SET PROBLEM →
Render the rows as a numbered list, leaving out any blank ones. Begin with the first row and stop after the one that contains "<point>547,1057</point>".

DATA FOR PROCESSING →
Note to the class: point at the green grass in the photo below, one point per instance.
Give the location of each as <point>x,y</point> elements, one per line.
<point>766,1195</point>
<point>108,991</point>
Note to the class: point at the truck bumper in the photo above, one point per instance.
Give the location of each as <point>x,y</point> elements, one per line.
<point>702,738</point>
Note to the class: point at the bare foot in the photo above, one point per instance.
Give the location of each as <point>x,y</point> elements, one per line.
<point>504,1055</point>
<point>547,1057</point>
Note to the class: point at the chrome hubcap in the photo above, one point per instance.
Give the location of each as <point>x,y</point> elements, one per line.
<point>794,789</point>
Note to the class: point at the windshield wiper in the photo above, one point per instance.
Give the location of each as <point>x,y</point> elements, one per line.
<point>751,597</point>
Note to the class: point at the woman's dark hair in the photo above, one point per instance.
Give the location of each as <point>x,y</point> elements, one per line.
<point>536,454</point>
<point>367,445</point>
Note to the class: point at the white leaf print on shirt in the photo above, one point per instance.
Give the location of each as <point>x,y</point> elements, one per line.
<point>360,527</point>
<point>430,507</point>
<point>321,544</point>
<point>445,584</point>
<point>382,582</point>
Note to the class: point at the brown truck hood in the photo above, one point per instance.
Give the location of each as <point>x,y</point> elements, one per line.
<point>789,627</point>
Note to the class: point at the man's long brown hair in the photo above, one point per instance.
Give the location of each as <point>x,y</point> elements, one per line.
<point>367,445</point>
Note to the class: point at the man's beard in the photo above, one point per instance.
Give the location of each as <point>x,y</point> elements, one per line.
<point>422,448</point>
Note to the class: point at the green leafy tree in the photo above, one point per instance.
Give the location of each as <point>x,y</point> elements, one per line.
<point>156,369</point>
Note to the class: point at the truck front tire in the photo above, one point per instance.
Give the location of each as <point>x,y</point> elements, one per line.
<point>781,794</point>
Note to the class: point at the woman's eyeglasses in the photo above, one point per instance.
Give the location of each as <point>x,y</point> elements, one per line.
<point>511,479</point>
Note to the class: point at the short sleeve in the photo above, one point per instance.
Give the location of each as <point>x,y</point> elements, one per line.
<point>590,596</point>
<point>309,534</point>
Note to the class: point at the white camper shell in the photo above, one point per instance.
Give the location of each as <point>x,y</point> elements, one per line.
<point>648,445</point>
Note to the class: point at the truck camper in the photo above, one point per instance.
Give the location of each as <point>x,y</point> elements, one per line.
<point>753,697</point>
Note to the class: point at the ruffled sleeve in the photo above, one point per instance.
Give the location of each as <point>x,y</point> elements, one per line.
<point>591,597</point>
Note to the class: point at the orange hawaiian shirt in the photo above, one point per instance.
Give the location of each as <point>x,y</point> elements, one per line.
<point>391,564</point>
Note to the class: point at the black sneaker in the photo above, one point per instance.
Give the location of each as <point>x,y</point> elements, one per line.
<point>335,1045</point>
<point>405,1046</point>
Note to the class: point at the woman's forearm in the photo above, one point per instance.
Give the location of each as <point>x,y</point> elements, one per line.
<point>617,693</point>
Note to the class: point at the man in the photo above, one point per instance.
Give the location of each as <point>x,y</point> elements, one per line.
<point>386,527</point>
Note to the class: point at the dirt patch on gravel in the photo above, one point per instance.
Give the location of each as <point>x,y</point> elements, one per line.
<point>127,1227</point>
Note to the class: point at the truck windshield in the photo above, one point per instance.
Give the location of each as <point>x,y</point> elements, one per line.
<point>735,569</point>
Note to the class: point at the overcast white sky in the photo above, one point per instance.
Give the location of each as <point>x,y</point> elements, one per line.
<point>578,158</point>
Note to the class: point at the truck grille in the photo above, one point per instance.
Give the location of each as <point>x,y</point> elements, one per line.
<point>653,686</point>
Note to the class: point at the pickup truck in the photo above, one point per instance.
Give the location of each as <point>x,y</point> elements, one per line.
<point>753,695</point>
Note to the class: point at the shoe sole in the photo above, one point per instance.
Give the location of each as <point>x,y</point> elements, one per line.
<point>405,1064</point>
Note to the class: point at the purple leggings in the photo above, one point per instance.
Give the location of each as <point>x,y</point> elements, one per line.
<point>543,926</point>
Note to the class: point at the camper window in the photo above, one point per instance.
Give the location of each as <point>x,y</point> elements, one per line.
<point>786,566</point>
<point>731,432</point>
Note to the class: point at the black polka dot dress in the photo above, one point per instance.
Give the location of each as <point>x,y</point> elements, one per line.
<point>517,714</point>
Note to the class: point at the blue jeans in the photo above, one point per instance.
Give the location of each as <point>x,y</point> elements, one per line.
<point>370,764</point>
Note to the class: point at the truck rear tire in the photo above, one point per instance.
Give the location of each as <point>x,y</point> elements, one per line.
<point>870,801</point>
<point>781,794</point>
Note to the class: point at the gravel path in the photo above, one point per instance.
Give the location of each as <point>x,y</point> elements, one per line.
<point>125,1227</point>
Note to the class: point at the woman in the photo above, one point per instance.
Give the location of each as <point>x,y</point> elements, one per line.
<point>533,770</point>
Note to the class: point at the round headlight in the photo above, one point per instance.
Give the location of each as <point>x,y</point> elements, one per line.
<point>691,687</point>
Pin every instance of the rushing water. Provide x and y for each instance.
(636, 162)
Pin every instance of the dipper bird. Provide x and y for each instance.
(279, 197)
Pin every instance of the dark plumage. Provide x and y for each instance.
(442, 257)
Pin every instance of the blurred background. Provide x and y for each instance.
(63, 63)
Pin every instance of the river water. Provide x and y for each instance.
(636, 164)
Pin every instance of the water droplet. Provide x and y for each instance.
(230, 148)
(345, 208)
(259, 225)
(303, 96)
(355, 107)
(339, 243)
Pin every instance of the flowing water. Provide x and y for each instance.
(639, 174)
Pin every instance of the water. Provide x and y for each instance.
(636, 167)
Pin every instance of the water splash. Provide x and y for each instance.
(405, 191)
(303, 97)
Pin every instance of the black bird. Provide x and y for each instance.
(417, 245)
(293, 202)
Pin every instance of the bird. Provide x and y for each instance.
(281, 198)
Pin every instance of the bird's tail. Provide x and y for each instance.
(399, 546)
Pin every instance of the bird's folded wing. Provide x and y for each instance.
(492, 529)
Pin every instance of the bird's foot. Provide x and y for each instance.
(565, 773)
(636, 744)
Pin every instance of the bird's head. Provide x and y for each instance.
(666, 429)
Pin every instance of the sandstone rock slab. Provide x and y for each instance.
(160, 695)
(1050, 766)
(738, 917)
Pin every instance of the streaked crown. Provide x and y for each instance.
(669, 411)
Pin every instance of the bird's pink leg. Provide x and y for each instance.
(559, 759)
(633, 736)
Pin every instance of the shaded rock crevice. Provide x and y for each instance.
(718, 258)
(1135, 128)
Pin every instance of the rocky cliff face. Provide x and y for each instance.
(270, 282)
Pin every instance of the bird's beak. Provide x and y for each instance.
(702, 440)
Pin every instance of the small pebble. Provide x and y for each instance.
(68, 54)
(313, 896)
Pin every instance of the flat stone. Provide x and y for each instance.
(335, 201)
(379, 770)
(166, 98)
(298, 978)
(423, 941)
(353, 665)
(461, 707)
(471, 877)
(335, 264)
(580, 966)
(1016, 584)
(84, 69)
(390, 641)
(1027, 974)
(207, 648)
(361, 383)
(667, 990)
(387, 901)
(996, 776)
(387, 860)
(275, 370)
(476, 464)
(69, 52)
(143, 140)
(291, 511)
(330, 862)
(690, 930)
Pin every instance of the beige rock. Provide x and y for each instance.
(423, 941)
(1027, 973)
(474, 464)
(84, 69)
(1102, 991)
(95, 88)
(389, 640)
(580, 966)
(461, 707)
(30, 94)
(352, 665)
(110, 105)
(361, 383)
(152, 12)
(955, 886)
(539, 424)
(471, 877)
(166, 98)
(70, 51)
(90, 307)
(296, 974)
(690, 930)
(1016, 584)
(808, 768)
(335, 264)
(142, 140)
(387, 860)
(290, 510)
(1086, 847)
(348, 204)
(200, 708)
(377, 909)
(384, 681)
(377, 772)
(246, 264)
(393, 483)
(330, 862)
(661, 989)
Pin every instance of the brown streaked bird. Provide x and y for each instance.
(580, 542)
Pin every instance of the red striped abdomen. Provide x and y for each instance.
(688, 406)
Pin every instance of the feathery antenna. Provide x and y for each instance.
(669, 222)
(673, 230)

FULL SOLUTION →
1. Note to the class: point at the green grass in the photo below, one point per instance.
2. Give the location of each as <point>x,y</point> elements, one per line.
3. <point>766,1195</point>
4. <point>108,991</point>
5. Note to the class: point at the truck bumper in the photo above, one point per instance.
6. Give the location of each as <point>x,y</point> elements, one per line.
7. <point>702,738</point>
8. Note to the class: point at the bare foot in the photo above, one point per instance.
9. Give the location of each as <point>x,y</point> elements, one per line.
10. <point>504,1055</point>
11. <point>547,1057</point>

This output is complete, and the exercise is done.